Parenting Perspective 

The Impact of Mixed Messages 

Children form their moral compass not just from what they are told, but from what they see repeated with clarity and conviction. The child starts to view morality as a preference rather than a principle when one parent treats a lie as innocuous while the other takes it seriously, or when one parent overlooks bad manners while the other demands respect. Their conscience may be negatively influenced by the ambiguity. 

Finding Alignment with Your Co-Parent 

First, clarify the conflict. Are you at odds over values like what constitutes kindness, modesty, or honesty? Or do you have similar values but react differently when those values are put to the test? Often, it is the second. If so, concentrate on deciding to communicate a single standard, regardless of how you handle reward or correction. For instance, if one of you speaks in a softer tone, the other can counterbalance that by reiterating the same point more forcefully, provided that both of you are clear on the value in question. Create space to review specific incidents with your spouse when emotions are not high. What did we want our child to take away from that experience? Focus on the child’s mental clarity rather than who was correct. Steer clear of paradoxes when speaking to your child. Even if you disagreed behind the scenes, say: We both believe truth matters, or Mum and I agree this behaviour was not kind. Morals are more likely to be retained when they are reaffirmed from a variety of perspectives rather than when they are discussed in front of a child.

*Required actions*.
• A. Return the words of the parenting passage starting with "The Impact of" and going on through "by the ambiguity.".
• B. According to the parenting passage, when should you review specific incidents with your spouse?
• C. Please extend the parenting passage onward from its final sentence.

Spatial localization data
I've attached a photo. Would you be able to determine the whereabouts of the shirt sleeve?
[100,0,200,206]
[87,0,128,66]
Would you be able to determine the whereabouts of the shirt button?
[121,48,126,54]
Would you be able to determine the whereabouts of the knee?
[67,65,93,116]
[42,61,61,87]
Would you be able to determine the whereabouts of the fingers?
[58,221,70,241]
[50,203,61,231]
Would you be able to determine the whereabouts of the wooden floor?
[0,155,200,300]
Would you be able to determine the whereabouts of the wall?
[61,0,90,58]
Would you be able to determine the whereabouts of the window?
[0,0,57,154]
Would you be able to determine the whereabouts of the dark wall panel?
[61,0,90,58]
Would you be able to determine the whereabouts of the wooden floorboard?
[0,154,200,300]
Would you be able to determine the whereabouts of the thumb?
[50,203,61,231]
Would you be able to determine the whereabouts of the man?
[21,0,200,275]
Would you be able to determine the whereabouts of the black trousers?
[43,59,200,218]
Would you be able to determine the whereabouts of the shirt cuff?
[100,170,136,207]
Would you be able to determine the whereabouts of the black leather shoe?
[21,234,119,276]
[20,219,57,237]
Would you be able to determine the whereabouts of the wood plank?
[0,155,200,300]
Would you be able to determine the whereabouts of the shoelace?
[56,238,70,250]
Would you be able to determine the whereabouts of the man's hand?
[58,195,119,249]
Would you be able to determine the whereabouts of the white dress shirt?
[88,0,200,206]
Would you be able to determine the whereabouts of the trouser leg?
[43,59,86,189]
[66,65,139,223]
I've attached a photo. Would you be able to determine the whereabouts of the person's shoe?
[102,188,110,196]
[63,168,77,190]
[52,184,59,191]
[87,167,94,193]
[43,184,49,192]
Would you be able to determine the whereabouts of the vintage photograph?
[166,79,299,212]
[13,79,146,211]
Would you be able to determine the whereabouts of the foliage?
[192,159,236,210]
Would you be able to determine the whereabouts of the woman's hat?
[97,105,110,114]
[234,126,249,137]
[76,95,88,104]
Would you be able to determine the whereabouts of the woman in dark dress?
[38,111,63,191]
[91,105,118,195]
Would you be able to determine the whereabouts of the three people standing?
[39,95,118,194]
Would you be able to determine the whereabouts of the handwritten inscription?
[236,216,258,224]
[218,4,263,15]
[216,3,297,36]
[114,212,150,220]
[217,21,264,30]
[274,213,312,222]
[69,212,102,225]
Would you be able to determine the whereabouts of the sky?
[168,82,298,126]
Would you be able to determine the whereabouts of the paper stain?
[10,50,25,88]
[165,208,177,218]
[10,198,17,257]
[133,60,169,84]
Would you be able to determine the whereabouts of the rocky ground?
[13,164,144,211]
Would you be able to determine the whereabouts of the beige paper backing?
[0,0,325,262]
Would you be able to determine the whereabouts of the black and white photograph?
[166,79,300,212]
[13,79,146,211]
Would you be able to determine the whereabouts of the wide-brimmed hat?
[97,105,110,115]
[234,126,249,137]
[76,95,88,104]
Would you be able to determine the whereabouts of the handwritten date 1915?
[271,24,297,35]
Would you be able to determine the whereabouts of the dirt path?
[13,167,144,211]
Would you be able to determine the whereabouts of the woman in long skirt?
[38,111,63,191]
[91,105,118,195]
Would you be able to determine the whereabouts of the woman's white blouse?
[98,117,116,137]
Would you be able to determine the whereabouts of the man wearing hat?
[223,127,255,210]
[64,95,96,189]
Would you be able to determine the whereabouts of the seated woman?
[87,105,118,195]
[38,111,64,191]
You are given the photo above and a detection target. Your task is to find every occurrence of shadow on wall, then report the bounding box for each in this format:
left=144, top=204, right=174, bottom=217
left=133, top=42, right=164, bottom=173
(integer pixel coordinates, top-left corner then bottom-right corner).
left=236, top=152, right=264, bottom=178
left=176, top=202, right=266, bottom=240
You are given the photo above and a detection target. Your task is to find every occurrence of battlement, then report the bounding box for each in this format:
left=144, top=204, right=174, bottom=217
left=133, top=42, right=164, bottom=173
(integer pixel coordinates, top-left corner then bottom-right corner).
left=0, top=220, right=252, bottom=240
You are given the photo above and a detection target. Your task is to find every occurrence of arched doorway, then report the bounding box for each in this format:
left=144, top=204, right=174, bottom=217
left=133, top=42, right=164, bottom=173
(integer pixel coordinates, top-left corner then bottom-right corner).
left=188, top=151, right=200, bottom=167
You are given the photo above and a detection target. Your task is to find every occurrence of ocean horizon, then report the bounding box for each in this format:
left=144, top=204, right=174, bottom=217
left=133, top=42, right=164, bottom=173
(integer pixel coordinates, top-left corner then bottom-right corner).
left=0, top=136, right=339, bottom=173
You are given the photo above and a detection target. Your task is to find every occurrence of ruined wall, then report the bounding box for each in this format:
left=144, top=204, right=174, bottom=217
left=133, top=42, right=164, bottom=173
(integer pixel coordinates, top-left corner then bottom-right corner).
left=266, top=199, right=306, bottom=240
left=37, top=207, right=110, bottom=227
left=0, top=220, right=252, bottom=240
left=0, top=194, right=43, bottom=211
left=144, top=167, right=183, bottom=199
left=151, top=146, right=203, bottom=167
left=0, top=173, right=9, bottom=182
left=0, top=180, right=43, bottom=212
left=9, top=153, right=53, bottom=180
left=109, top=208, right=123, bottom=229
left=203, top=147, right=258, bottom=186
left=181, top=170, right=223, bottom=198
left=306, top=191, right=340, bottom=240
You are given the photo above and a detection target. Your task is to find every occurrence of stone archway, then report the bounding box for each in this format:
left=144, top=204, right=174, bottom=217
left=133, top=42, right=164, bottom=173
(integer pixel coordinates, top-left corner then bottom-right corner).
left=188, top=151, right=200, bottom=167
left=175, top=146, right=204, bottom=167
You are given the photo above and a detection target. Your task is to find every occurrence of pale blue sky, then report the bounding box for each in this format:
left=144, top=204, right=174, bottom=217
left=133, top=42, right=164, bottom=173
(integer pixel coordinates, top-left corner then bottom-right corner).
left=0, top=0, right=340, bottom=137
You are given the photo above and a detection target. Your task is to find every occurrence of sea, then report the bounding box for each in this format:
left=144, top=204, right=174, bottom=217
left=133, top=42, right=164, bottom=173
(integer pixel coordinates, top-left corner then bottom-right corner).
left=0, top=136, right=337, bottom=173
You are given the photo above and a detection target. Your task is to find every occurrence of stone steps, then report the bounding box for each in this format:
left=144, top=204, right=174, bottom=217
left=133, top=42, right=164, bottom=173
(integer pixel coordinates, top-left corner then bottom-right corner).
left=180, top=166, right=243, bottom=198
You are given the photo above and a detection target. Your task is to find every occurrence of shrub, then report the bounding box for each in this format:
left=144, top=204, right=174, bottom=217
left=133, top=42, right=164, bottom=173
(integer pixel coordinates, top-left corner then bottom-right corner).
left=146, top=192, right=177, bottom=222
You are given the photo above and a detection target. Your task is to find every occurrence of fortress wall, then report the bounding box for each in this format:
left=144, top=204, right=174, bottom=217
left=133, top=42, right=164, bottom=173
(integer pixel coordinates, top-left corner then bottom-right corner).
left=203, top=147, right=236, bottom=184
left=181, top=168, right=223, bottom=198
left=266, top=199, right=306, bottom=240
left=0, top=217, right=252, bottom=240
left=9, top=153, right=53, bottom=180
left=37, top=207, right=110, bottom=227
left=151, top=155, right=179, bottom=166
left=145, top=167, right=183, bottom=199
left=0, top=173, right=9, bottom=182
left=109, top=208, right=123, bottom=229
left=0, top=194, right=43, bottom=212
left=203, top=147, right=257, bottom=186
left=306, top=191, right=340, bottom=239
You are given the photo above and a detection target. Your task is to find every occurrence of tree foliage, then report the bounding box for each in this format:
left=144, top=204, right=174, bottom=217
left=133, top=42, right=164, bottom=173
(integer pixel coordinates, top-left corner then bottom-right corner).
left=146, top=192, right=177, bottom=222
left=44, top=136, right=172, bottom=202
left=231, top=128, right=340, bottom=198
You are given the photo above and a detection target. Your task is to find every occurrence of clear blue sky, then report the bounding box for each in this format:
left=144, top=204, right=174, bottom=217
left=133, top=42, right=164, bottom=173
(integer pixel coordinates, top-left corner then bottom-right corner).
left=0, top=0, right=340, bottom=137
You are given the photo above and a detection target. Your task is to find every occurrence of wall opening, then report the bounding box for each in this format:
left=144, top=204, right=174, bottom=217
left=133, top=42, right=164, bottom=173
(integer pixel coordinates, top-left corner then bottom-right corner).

*Task-by-task outputs*.
• A.
The Impact of Mixed Messages 

Children form their moral compass not just from what they are told, but from what they see repeated with clarity and conviction. The child starts to view morality as a preference rather than a principle when one parent treats a lie as innocuous while the other takes it seriously, or when one parent overlooks bad manners while the other demands respect. Their conscience may be negatively influenced by the ambiguity.

• B. When emotions are not high.

• C.
Spiritual Insight 

Morals are not negotiable trends. They are part of a divine framework that gives children clarity, identity, and inner peace. Allah Almighty states in the noble Quran at Surah Luqman (31), Verse 17: 

O my son, establish your prayers, and (seek to) promote positivity, and (seek to) diminish negativity; and be patient with what afflictions you come across.” 

The core of moral education is encapsulated in this verse: it starts in the home and is transmitted with assurance and affection. Luqman did not present his child with opposing moral viewpoints. He provided direction with spiritual purpose and togetherness. It is recorded in Sunan Abu Dawood, Hadith 2928, that the holy Prophet Muhammad ﷺ said: 

Each of you is a shepherd, and each of you is responsible for his flock. 

The flock disperses when one shepherd leads to the east and the other to the west. Children require parental alignment to feel secure about what is right, wrong, and who they are becoming, not to feel in control. The foundation of your child’s moral clarity is your shared purpose, not your conflicted goals.